● TASK DETAILS: Transcribe exactly, and only, the lines that run from the one containing "pixel 459 175" through the end of the records.

● AVAILABLE DATA:
################

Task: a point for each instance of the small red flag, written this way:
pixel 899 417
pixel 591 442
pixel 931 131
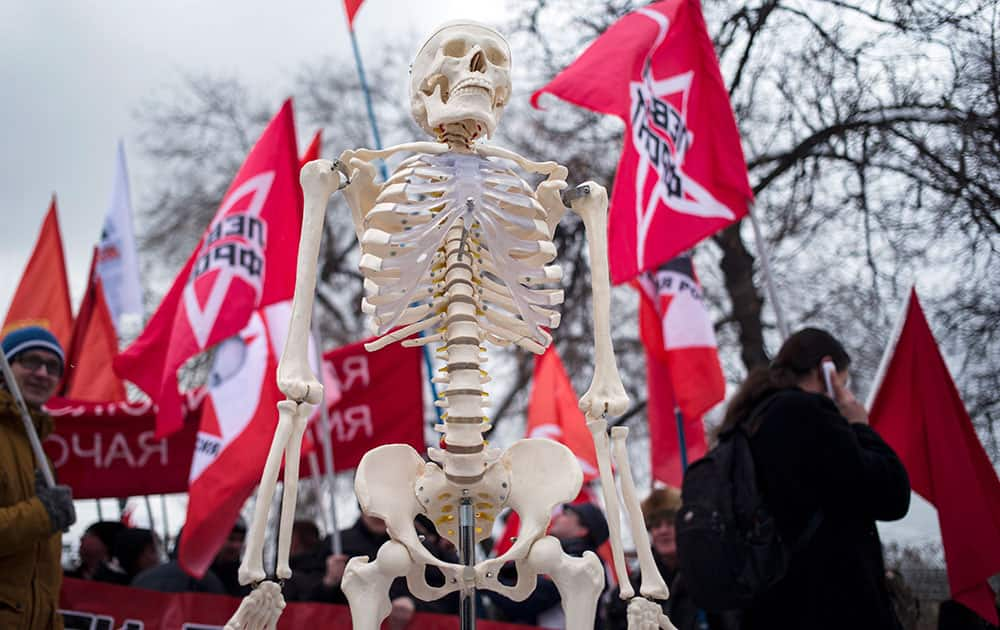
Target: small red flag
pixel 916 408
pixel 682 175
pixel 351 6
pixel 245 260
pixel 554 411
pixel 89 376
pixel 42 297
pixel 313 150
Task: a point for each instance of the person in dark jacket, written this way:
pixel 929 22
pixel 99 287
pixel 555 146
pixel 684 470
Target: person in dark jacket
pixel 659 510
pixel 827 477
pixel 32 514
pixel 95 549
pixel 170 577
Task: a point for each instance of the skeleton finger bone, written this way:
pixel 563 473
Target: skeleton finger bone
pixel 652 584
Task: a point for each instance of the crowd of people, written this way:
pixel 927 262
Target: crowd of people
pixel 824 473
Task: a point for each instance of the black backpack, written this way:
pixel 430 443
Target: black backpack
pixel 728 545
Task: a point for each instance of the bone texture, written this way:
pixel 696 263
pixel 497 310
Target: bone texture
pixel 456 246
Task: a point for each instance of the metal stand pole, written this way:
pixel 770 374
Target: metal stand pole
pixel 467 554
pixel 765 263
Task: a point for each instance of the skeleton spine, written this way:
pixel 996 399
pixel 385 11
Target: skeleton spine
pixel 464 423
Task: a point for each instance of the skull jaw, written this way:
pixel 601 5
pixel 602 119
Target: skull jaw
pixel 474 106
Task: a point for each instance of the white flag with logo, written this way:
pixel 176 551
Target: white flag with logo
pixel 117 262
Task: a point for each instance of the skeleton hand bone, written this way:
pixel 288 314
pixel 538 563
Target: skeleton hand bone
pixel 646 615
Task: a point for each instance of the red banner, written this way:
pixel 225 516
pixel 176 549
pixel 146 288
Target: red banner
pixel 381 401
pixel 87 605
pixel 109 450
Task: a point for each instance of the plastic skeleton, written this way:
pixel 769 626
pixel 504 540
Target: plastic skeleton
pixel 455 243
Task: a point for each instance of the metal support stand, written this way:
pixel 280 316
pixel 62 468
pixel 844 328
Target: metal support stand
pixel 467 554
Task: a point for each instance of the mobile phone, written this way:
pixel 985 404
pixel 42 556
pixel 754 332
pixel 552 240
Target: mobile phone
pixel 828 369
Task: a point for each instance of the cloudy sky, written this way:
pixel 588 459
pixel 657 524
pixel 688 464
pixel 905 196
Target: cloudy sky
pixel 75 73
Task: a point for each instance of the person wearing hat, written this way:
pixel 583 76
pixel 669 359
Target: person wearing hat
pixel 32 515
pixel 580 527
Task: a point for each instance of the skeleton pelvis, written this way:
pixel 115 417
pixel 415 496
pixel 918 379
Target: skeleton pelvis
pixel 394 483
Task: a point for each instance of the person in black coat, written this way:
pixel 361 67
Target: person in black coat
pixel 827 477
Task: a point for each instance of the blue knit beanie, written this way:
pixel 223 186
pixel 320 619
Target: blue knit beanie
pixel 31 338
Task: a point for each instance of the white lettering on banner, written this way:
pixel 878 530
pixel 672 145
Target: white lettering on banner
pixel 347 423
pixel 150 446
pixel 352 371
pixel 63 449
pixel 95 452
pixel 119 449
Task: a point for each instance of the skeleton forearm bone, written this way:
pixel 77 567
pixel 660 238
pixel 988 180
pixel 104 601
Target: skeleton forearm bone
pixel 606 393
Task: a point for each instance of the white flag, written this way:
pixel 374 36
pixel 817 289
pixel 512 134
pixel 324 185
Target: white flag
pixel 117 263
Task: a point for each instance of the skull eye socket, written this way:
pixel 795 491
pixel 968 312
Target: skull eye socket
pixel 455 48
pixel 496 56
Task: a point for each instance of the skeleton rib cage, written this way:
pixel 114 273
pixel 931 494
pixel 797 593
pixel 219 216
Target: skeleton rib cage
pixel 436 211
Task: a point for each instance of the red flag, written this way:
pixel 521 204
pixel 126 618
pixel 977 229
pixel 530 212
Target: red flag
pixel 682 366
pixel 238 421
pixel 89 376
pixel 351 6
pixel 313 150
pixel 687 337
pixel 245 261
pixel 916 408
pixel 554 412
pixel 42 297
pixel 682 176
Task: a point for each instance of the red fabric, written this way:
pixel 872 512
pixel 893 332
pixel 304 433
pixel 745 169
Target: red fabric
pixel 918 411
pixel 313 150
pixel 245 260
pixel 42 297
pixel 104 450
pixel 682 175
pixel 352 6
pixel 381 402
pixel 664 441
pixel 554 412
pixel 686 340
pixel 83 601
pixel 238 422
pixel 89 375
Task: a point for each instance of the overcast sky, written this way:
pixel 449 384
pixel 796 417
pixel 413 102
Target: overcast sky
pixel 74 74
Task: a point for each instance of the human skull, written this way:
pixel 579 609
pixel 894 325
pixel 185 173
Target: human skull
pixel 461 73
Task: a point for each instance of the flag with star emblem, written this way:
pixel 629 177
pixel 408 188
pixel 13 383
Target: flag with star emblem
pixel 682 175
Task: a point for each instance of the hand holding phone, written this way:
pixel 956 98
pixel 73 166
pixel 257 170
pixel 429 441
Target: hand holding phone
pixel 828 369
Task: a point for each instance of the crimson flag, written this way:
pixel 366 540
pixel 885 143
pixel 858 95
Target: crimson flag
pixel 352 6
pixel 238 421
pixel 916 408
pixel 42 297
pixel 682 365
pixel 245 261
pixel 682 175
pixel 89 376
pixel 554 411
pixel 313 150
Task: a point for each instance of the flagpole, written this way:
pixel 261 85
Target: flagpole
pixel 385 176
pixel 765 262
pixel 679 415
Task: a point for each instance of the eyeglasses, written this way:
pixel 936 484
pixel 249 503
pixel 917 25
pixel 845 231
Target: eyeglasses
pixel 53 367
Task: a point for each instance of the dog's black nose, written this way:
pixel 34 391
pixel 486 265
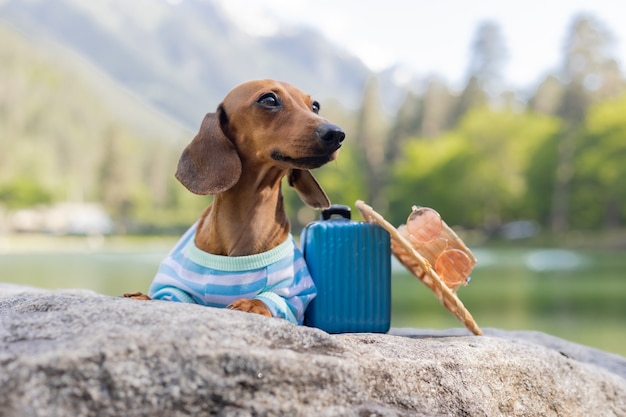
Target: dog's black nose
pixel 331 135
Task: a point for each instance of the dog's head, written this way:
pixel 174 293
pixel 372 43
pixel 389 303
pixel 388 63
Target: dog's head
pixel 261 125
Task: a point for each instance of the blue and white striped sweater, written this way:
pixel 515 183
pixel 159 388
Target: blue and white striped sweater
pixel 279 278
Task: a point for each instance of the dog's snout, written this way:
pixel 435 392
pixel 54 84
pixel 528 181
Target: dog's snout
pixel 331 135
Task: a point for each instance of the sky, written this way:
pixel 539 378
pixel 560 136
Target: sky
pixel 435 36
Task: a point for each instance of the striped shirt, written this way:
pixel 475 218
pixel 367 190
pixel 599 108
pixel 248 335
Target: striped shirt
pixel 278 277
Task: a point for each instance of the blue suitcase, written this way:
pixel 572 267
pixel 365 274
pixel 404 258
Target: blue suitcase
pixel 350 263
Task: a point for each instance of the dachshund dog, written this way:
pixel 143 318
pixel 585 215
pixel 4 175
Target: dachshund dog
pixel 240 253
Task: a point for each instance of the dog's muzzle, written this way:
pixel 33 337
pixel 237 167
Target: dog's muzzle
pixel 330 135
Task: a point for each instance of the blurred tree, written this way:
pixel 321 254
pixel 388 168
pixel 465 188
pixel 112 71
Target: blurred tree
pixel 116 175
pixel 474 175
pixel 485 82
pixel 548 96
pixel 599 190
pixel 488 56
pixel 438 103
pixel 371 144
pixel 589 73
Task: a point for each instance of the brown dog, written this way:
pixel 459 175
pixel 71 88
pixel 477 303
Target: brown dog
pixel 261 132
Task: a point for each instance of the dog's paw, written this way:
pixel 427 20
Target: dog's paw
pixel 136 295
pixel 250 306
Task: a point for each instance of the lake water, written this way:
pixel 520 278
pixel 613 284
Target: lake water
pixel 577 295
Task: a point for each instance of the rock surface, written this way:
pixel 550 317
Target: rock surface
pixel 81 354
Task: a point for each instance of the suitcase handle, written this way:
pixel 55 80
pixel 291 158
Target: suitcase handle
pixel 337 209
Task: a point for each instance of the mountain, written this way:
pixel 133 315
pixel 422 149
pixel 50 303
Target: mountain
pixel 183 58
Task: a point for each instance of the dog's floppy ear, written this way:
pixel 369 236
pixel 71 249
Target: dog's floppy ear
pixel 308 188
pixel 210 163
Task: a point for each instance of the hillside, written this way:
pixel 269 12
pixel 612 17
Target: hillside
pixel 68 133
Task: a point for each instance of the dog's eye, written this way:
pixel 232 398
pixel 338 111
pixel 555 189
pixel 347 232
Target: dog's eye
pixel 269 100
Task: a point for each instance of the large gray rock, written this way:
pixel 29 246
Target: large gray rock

################

● OUTPUT BELOW:
pixel 459 175
pixel 71 88
pixel 477 303
Target: brown dog
pixel 261 132
Task: a point for each instance of the dog's paw, written this way:
pixel 427 20
Target: dog's paw
pixel 136 295
pixel 250 306
Task: a point for each instance of the lake water, written this way:
pixel 520 278
pixel 613 284
Target: lake water
pixel 577 295
Task: a point for each instance of the rock surface, written this way:
pixel 550 317
Target: rock surface
pixel 81 354
Task: a point for each instance of the suitcase handle, written this way:
pixel 55 80
pixel 291 158
Target: suitcase handle
pixel 337 209
Task: a point for each instance of the mountain, written this way:
pixel 133 315
pixel 422 149
pixel 50 303
Target: mountain
pixel 183 58
Task: a point for each instance of the dog's floppy ear, written this way:
pixel 369 236
pixel 71 249
Target: dog's floppy ear
pixel 308 188
pixel 210 163
Task: a point for each instance of the hillside, written this way:
pixel 269 12
pixel 612 17
Target: hillside
pixel 68 133
Task: a point for each instance of the dog's eye, written this way:
pixel 232 398
pixel 338 111
pixel 555 189
pixel 347 232
Target: dog's eye
pixel 269 100
Task: a point for each instance of the large gray rock, written this way:
pixel 29 246
Target: large gray rock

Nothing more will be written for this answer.